* [WORK TO BE COMPLETED] Transcribe exactly the line that contains "Target: arched window" and every line after it to the end of the entries, and nothing more.
[MATERIALS PROVIDED]
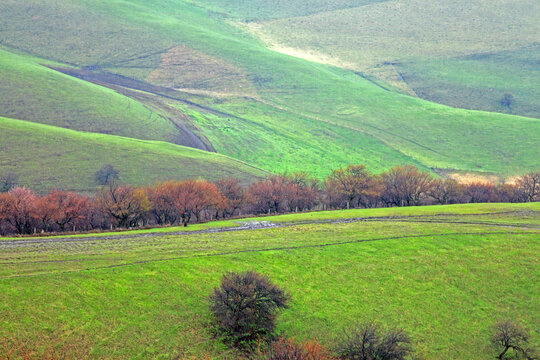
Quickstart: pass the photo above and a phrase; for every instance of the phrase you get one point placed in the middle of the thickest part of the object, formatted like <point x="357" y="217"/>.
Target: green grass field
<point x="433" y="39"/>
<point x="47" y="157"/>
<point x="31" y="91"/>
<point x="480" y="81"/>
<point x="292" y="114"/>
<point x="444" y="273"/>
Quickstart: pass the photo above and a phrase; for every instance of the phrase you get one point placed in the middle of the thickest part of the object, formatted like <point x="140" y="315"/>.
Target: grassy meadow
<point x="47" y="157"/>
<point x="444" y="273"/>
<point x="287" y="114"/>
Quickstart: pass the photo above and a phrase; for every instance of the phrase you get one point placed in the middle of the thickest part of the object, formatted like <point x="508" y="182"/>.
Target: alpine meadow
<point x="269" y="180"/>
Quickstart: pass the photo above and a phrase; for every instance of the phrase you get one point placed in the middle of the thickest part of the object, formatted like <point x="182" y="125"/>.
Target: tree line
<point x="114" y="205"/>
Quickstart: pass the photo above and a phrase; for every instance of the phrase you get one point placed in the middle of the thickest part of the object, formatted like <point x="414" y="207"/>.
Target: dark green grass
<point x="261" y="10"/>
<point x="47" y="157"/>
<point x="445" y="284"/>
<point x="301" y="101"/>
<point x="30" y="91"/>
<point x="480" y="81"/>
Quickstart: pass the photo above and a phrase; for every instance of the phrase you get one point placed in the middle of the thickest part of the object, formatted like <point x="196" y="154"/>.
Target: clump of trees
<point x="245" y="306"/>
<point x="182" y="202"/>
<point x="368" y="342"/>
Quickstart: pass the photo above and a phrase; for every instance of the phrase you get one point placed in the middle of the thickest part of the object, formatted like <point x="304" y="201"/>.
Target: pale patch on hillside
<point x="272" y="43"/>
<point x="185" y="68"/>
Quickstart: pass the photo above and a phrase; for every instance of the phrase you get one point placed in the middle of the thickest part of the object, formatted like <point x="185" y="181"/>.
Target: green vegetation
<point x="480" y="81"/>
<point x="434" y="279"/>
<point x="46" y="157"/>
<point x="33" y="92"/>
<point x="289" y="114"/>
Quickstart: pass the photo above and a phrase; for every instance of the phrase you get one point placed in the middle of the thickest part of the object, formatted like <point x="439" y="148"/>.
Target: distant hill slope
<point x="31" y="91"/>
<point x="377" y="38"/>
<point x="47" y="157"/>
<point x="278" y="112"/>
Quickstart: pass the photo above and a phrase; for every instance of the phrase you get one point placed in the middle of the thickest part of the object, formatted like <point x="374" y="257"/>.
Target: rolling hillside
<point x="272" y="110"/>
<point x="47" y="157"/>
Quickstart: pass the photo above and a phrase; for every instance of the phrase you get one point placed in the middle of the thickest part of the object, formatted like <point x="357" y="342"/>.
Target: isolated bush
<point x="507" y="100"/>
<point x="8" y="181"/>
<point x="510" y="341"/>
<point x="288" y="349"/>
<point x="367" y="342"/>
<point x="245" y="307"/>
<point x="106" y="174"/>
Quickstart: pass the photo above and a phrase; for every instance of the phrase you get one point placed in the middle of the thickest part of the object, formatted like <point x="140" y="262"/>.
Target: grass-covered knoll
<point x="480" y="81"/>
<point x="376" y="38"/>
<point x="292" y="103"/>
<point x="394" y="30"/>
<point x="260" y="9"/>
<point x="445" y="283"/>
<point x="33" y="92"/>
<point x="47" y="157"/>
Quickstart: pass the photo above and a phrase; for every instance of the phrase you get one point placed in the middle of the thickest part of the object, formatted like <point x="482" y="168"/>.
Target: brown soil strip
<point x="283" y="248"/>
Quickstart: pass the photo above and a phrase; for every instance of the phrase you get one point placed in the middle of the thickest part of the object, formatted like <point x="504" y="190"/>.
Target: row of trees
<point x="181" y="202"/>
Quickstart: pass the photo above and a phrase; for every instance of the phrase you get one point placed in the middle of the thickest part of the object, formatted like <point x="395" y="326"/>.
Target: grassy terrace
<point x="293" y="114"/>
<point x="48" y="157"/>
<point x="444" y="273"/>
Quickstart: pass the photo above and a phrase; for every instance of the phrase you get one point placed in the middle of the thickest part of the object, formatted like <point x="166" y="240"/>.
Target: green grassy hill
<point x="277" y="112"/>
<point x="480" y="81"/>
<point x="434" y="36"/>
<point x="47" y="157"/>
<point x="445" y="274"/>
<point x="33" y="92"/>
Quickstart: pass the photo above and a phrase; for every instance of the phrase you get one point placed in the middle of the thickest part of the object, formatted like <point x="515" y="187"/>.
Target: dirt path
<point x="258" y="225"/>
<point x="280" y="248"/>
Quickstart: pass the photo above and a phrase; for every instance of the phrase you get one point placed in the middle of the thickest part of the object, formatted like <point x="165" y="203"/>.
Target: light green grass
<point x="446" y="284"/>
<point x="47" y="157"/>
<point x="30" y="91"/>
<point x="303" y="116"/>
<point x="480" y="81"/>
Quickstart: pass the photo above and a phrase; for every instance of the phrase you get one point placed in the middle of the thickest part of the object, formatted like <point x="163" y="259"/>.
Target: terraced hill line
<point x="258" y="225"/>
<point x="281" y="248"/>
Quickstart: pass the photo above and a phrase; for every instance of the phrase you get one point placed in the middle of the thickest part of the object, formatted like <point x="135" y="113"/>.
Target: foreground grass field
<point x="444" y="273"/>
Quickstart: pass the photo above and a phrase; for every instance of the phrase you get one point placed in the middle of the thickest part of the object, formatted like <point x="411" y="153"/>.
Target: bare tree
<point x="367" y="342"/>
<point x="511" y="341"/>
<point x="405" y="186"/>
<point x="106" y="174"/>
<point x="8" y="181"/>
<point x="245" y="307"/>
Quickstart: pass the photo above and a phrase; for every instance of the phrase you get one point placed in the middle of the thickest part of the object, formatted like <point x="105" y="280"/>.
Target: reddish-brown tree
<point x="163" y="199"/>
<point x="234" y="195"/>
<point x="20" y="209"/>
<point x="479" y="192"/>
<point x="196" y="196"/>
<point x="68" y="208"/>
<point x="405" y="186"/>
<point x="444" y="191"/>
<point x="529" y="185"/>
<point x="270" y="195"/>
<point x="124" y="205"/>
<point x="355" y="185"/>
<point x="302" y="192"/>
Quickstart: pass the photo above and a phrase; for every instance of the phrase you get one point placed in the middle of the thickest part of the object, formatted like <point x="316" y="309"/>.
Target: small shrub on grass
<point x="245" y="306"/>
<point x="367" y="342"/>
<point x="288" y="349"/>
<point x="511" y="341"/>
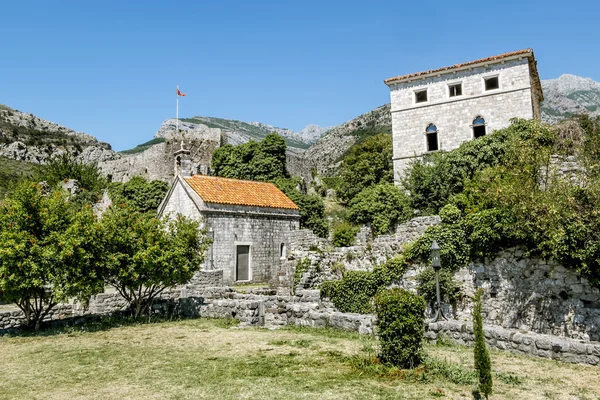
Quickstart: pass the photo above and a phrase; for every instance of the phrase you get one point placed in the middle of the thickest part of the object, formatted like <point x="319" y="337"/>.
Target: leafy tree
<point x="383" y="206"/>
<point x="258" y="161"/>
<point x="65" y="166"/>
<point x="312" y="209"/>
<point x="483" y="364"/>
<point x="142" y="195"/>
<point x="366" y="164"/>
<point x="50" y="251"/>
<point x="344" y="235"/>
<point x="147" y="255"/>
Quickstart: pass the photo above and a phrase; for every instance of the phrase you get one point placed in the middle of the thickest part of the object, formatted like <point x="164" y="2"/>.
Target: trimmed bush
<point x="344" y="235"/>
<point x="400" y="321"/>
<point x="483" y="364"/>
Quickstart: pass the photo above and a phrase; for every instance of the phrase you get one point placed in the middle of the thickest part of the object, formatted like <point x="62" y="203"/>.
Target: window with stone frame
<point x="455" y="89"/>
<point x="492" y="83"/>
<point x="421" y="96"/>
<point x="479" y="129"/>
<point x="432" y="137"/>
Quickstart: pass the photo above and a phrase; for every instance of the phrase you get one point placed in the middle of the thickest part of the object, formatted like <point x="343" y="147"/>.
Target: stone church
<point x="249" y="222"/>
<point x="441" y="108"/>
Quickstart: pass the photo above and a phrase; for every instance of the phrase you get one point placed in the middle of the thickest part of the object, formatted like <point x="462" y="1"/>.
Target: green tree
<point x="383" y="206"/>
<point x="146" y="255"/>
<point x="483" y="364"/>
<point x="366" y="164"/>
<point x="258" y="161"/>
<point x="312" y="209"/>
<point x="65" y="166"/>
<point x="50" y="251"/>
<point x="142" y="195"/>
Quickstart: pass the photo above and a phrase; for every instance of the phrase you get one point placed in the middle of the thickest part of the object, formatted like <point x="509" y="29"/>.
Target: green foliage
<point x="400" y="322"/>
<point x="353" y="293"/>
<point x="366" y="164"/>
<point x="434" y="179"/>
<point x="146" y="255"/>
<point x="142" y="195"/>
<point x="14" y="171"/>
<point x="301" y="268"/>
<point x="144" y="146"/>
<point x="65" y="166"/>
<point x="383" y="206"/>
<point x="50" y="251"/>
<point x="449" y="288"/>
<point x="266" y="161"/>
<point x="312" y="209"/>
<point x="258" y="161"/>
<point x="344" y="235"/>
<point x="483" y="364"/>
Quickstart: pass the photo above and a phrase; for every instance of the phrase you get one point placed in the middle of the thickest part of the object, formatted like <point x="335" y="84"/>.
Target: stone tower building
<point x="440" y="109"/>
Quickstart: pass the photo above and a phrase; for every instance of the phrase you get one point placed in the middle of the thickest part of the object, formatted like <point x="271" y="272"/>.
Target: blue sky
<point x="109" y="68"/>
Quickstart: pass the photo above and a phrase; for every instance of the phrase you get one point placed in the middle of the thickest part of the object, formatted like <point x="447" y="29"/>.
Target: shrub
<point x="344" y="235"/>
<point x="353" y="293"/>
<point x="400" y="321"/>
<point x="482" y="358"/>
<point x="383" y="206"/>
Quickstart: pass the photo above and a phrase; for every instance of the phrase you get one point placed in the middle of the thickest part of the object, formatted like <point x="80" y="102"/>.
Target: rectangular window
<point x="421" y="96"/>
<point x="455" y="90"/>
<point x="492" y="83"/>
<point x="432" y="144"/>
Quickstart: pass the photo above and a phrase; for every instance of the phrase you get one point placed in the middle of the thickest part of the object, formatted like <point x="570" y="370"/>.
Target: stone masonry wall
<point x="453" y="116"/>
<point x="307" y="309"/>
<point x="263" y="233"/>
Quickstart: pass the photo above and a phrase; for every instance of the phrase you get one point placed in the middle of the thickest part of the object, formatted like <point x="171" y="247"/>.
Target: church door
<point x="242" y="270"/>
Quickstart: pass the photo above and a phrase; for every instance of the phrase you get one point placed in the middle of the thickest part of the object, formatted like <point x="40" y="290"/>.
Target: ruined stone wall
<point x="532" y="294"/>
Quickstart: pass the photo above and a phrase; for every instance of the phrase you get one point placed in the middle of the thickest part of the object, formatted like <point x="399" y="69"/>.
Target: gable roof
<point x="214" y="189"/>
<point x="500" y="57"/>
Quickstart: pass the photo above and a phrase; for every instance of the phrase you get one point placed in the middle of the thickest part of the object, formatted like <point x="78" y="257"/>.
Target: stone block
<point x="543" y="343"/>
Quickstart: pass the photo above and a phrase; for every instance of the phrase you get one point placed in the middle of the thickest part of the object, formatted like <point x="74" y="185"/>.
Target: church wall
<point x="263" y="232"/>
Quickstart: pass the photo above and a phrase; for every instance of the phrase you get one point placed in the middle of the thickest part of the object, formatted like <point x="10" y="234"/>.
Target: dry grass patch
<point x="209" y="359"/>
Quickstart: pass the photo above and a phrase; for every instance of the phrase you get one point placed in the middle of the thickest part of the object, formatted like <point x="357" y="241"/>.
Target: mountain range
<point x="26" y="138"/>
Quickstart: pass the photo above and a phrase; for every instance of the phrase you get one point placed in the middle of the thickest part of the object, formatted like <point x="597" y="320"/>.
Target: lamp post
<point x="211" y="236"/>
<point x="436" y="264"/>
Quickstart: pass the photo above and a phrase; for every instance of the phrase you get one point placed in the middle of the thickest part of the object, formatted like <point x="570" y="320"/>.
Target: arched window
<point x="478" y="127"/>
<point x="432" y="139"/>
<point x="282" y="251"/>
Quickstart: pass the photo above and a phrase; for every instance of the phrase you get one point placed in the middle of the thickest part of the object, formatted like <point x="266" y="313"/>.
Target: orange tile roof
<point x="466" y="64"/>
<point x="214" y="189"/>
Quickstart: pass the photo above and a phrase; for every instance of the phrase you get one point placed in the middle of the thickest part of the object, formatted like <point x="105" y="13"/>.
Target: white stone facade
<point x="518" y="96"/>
[/MATERIALS PROVIDED]
* [RESPONSE TO THIS EXERCISE]
Target: arched window
<point x="478" y="127"/>
<point x="432" y="139"/>
<point x="282" y="251"/>
Quickstart: pass the photo above and a phrase; for every instance of the phrase you get one point placed in the middle of the thickest part of the object, formatted like <point x="266" y="313"/>.
Target: orange tile roof
<point x="466" y="64"/>
<point x="214" y="189"/>
Quickstart: pass the photo above and a phrase; for every instance of the phrase you get one point placed in the middle of the thickest part of the object, formatted like <point x="105" y="13"/>.
Target: white stone facade
<point x="518" y="96"/>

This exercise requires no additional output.